** REQUIREMENT **
Starting with the line that contains "the form 468,29,484,250" and ending after the line that contains "349,79,519,320", format the entries below as a JSON list of strings, one string per line. Omit blank lines and leave the pictures out.

** STORED ROWS **
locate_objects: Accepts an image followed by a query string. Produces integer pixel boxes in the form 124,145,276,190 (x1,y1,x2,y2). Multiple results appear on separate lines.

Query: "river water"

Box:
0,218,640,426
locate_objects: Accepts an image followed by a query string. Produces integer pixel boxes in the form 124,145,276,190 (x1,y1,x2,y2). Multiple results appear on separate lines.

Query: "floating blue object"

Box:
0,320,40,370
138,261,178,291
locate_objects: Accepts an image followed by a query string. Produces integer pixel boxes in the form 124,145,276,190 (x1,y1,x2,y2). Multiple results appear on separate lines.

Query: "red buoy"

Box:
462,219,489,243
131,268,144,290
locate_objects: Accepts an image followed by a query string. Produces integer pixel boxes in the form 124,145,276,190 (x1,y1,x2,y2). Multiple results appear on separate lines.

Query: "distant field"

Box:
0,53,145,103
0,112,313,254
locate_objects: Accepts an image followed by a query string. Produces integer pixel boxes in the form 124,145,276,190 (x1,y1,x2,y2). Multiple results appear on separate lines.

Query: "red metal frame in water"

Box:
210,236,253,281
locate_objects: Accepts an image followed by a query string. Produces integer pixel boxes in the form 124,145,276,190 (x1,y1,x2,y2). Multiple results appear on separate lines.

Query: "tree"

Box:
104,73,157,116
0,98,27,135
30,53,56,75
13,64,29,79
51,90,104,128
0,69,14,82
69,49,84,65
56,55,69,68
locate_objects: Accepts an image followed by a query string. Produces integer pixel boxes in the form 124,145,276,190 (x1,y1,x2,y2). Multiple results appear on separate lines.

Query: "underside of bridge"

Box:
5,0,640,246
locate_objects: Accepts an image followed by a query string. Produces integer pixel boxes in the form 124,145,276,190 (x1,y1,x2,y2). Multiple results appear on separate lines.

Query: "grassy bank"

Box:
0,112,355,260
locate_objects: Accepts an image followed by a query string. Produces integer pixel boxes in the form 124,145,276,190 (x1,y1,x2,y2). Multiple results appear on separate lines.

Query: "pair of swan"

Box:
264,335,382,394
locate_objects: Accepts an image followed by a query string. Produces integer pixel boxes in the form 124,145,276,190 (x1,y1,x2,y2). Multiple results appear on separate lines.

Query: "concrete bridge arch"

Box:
--
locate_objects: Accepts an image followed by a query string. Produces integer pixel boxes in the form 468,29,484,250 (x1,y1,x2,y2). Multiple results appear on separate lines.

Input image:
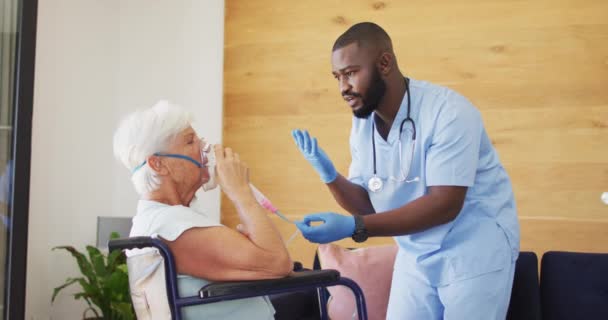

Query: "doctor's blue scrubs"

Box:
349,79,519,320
--
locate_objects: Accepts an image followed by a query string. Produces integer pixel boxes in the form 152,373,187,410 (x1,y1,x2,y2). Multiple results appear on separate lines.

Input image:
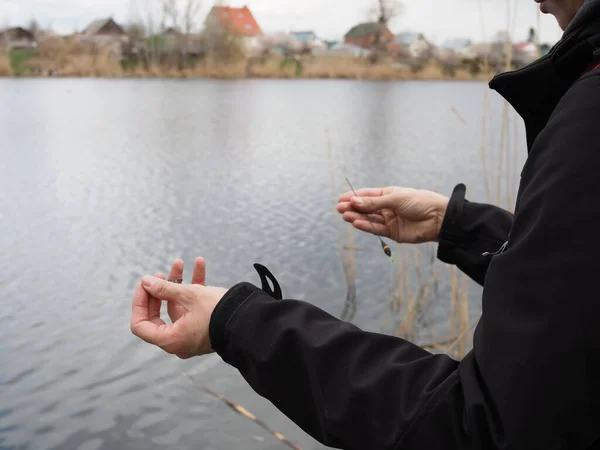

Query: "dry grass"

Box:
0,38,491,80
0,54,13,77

** COMPLETED TASK **
[
  "locate_objects: Accepts an image followed by a query string. Produces integer pixel boxes in the form 468,29,484,250 (x1,y1,x2,y2). Multiple results appear on separate lines.",
  "Input image:",
  "Query: \"doctor's blue scrubs\"",
  "Box:",
  "349,79,519,320"
]